Aim of the exercise:
With the first line below as the start and the line containing "target | stem" as the end, copy every line between them exactly, ends included.

---

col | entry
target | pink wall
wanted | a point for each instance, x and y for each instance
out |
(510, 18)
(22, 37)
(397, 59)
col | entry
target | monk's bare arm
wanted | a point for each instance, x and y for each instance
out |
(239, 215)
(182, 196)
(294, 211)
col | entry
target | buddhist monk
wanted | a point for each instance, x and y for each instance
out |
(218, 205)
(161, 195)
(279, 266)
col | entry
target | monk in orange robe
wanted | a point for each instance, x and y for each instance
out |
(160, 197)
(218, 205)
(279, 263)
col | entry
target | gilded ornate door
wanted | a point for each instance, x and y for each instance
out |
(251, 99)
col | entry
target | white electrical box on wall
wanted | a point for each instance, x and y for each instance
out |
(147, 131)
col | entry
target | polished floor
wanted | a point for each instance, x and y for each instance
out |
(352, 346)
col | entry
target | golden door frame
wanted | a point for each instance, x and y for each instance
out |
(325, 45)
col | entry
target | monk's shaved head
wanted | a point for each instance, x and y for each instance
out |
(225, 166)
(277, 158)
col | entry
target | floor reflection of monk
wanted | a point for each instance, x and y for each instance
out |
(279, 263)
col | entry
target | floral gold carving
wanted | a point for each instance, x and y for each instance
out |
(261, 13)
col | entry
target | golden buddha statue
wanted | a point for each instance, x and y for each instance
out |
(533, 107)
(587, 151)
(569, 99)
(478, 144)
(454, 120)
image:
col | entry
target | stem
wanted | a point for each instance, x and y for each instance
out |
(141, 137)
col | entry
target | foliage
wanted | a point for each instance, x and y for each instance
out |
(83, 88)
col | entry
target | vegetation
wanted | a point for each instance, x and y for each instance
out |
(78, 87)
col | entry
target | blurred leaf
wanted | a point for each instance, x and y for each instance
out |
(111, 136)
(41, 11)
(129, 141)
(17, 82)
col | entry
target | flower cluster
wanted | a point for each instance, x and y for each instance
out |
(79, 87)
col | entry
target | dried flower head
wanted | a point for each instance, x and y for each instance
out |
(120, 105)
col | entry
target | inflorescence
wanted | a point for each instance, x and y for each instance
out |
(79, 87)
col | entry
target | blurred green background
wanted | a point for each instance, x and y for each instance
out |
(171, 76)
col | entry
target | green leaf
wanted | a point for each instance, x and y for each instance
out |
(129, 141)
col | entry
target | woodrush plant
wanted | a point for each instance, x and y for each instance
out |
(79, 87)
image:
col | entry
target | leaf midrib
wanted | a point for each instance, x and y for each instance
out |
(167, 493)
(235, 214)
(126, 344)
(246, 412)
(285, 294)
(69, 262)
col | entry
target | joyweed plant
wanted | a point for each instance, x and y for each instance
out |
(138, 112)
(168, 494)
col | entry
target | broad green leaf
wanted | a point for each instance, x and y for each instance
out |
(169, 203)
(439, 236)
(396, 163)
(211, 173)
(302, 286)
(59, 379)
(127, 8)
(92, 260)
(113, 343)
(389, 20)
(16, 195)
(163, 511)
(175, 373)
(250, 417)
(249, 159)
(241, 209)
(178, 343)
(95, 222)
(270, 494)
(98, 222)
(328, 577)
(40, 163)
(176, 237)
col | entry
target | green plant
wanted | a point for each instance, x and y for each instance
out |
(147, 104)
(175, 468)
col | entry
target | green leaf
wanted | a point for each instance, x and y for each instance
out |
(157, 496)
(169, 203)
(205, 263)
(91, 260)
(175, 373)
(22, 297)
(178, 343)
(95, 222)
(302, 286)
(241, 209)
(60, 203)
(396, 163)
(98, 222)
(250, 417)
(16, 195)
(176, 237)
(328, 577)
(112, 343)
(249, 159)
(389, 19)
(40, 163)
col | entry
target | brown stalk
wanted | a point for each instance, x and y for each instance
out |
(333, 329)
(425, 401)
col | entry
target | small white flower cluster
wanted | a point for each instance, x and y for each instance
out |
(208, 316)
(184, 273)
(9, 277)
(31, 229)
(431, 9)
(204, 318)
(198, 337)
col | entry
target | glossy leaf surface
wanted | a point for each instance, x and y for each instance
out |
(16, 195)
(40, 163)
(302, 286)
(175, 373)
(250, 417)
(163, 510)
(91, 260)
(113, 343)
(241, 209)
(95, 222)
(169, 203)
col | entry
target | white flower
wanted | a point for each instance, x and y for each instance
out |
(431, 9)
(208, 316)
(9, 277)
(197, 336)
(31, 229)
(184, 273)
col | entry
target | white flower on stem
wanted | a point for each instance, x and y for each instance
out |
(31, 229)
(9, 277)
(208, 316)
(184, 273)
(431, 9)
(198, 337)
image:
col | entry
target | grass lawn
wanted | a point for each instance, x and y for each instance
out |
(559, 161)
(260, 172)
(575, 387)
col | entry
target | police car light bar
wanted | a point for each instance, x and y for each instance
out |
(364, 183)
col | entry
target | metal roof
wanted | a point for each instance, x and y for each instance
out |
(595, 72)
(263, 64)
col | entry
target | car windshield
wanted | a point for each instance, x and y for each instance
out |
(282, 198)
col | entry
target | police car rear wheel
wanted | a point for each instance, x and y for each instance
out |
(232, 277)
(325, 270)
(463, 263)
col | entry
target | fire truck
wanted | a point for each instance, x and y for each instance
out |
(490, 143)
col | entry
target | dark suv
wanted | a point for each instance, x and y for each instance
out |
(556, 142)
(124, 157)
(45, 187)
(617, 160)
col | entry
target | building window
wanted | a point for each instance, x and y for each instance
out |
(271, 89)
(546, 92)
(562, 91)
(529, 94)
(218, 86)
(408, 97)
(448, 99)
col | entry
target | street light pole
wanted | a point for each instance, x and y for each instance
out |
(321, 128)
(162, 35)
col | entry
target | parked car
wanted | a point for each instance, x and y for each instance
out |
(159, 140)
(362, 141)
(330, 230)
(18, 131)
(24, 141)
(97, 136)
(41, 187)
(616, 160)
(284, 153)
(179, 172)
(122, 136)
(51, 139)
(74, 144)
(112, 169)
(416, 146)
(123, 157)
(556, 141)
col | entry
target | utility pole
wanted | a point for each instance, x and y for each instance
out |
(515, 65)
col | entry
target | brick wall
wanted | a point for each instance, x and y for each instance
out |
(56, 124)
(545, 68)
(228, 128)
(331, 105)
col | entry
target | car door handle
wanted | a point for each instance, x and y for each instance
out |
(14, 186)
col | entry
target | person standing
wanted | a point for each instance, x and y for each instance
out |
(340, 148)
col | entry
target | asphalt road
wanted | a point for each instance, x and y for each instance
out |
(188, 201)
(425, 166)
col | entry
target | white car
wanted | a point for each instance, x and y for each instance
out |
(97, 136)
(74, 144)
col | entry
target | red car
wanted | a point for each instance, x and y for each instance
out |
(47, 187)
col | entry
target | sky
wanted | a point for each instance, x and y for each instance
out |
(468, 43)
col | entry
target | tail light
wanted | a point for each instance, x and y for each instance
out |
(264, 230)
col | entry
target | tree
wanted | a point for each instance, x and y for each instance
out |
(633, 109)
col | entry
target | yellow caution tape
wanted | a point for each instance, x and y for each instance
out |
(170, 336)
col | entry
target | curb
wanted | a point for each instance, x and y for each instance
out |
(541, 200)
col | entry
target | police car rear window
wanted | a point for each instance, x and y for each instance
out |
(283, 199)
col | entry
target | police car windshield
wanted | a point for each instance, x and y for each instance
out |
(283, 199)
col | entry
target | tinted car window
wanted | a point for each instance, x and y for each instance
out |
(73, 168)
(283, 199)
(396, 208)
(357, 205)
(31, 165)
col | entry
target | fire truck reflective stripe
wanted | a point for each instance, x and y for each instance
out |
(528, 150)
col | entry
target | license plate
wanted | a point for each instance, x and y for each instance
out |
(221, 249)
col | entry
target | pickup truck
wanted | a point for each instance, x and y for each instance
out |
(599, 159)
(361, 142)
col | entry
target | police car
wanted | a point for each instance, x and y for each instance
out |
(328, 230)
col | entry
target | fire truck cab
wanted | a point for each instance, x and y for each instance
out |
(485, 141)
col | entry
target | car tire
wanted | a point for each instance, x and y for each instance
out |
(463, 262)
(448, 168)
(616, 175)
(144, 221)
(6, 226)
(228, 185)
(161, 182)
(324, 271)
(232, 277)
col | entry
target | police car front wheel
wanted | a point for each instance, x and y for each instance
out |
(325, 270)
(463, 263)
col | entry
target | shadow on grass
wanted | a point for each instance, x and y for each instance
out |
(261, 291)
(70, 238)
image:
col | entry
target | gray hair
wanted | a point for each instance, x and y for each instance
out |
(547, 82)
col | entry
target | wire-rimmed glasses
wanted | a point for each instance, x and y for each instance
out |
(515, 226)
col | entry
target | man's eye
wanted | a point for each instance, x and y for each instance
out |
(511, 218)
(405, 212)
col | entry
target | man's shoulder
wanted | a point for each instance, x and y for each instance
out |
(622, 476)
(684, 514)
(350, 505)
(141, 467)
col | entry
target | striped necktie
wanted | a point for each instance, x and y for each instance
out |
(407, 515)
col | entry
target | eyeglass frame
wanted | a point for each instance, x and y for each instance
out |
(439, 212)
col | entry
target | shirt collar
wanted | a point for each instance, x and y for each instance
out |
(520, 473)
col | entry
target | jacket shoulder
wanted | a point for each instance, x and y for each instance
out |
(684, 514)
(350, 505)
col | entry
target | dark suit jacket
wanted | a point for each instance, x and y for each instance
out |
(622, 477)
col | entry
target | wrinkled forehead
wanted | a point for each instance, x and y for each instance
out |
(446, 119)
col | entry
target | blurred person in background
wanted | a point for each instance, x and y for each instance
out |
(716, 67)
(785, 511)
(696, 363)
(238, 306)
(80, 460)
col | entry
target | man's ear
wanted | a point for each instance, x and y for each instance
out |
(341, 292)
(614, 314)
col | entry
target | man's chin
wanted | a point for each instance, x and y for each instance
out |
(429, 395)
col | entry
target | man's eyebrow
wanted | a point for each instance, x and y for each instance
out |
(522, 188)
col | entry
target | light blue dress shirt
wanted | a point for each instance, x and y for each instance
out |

---

Solution to the problem:
col | entry
target | pink wall
wanted | a point for each instance, x and y for each instance
out |
(510, 18)
(22, 37)
(397, 59)
col | entry
target | monk's bare arm
wanted | a point for each instance, x and y for each instance
out |
(239, 215)
(182, 196)
(294, 211)
col | entry
target | buddhist monk
wanted | a point for each instance, x and y for each instance
out |
(218, 205)
(161, 195)
(279, 266)
col | entry
target | monk in orange robe
wanted | a point for each instance, x and y for each instance
out |
(160, 197)
(218, 205)
(279, 263)
col | entry
target | gilded ornate door
wanted | a point for each instance, x and y for each instance
out |
(251, 99)
col | entry
target | white electrical box on wall
wanted | a point for each instance, x and y for each instance
out |
(147, 131)
col | entry
target | polished floor
wanted | a point for each instance, x and y for each instance
out |
(352, 346)
col | entry
target | golden door frame
wanted | a point for each instance, x and y for each instance
out |
(325, 45)
col | entry
target | monk's shaved head
wanted | a point for each instance, x and y for each instance
out |
(225, 166)
(277, 158)
col | entry
target | floor reflection of monk
wanted | a point for each instance, x and y for each instance
out |
(279, 263)
col | entry
target | floral gold carving
wanted | a point for each instance, x and y for each instance
out |
(261, 13)
col | entry
target | golden buddha statue
wanted | a point for each instance, x and y for each instance
out |
(533, 107)
(587, 151)
(569, 99)
(478, 144)
(454, 120)
image:
col | entry
target | stem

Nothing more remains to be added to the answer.